## WORK TO DO
Transcribe the material in full, exactly as written.

[Stored records]

________________

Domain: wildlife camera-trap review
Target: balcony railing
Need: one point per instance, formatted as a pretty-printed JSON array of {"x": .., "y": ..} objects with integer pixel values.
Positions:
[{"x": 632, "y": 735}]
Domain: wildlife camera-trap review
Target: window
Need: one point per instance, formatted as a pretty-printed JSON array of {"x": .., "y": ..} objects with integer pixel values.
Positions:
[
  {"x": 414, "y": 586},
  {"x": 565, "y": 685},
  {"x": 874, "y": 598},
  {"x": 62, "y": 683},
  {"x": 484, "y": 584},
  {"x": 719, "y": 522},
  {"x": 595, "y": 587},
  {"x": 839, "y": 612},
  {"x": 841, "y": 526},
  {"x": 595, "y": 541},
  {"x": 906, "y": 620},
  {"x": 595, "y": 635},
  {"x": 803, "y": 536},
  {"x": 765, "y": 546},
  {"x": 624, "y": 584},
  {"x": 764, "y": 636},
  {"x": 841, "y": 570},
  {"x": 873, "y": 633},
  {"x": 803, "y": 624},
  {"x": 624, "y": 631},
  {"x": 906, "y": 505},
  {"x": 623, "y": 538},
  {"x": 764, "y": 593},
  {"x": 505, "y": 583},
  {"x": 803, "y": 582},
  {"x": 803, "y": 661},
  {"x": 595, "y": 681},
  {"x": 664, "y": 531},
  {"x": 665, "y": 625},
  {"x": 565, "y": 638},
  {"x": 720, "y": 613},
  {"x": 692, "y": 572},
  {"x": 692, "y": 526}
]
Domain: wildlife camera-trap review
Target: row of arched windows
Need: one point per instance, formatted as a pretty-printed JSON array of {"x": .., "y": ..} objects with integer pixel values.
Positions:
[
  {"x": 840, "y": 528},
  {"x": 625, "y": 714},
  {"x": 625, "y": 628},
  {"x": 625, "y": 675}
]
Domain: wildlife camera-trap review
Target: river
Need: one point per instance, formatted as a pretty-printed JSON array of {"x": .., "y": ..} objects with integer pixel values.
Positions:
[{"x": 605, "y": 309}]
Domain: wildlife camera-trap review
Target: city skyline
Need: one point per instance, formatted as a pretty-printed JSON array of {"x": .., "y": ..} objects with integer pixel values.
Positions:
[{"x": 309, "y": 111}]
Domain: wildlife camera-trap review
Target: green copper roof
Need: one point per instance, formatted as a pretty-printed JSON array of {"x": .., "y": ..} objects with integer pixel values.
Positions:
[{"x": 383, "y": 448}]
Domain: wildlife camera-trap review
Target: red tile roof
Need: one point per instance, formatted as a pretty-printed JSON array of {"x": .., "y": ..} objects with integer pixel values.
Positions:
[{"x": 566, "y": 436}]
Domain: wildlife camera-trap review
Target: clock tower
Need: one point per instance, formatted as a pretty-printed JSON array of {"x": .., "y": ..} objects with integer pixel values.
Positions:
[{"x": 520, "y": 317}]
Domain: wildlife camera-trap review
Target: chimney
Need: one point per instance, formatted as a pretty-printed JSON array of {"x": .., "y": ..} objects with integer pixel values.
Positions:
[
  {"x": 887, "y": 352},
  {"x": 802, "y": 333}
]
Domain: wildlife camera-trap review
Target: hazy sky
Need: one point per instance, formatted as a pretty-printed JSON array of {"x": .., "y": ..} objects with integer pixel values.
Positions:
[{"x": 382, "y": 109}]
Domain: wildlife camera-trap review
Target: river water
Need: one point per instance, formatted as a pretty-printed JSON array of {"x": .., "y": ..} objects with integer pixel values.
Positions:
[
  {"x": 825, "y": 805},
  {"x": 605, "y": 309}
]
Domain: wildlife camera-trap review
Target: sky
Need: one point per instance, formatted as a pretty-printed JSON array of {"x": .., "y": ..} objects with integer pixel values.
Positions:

________________

## EXERCISE RESPONSE
Domain: wildlife camera-trap review
Target: balcony railing
Need: one point per instance, formatted as a pretty-printed JSON array of {"x": .., "y": ..} objects with integer pixel values.
Positions:
[{"x": 632, "y": 735}]
Domain: wildlife camera-trap review
Target: window
Need: one point per instance, formatted as a pretty-printed JSON array of {"x": .., "y": ..} objects with integer pixel values.
Positions:
[
  {"x": 414, "y": 586},
  {"x": 565, "y": 685},
  {"x": 874, "y": 598},
  {"x": 62, "y": 683},
  {"x": 484, "y": 584},
  {"x": 719, "y": 522},
  {"x": 595, "y": 587},
  {"x": 839, "y": 612},
  {"x": 841, "y": 526},
  {"x": 595, "y": 541},
  {"x": 906, "y": 620},
  {"x": 595, "y": 635},
  {"x": 803, "y": 536},
  {"x": 765, "y": 546},
  {"x": 624, "y": 584},
  {"x": 764, "y": 636},
  {"x": 841, "y": 570},
  {"x": 873, "y": 633},
  {"x": 803, "y": 624},
  {"x": 624, "y": 631},
  {"x": 906, "y": 505},
  {"x": 623, "y": 538},
  {"x": 764, "y": 593},
  {"x": 505, "y": 583},
  {"x": 803, "y": 582},
  {"x": 803, "y": 661},
  {"x": 595, "y": 681},
  {"x": 664, "y": 531},
  {"x": 665, "y": 625},
  {"x": 565, "y": 638},
  {"x": 720, "y": 613},
  {"x": 692, "y": 572},
  {"x": 692, "y": 526}
]
Domain: wildlife camera-trap review
Target: row of arched windows
Need: one point per instance, formatted as a pretty-printed JSON array of {"x": .., "y": ..} objects with integer pixel values.
Positions:
[
  {"x": 840, "y": 528},
  {"x": 625, "y": 714},
  {"x": 625, "y": 628},
  {"x": 625, "y": 675}
]
Domain: wildlife camera-trap review
Target: river
Need: one point per instance, formatted as a pretty-printed JSON array of {"x": .., "y": ..} objects with integer pixel values.
Positions:
[{"x": 605, "y": 309}]
Domain: wildlife camera-trap review
Target: city skyline
Need: one point per instance, formatted as a pretty-printed JSON array of {"x": .., "y": ..} objects with integer pixel values.
Positions:
[{"x": 309, "y": 111}]
Domain: wildlife camera-trap review
Target: green copper roof
Need: one point per instance, formatted as a pretty-printed JSON array of {"x": .., "y": ..} objects with integer pixel values.
Positions:
[{"x": 383, "y": 448}]
Domain: wildlife camera-trap review
Target: red tile roof
Need: one point per instance, formatted as a pretty-printed JSON array of {"x": .., "y": ..} objects with integer pixel values.
Positions:
[{"x": 566, "y": 436}]
Domain: wildlife camera-trap review
Target: clock tower
Need: one point per instance, formatted as a pretty-printed JSON array of {"x": .., "y": ..} objects with integer pixel values.
Positions:
[{"x": 520, "y": 317}]
Domain: wildlife camera-trap review
Target: chimney
Need: one point per instance, formatted as a pretty-printed JSON array of {"x": .., "y": ..} objects with integer pixel values.
Positions:
[
  {"x": 887, "y": 352},
  {"x": 802, "y": 333}
]
Domain: wildlife camera-trap review
Target: hazy sky
Need: one point per instance, formatted as a pretty-printed JSON array of {"x": .., "y": ..} objects with integer pixel values.
Positions:
[{"x": 382, "y": 109}]
Domain: wildlife camera-trap review
Target: river water
Need: one point per instance, formatted as a pretty-printed JSON array of {"x": .., "y": ..} objects with integer pixel values.
Positions:
[
  {"x": 825, "y": 805},
  {"x": 605, "y": 309}
]
Domain: wildlife camera-trap review
Target: sky
Need: one point per instance, formatted as a pretty-printed JSON array of {"x": .., "y": ..} objects with integer pixel values.
Positions:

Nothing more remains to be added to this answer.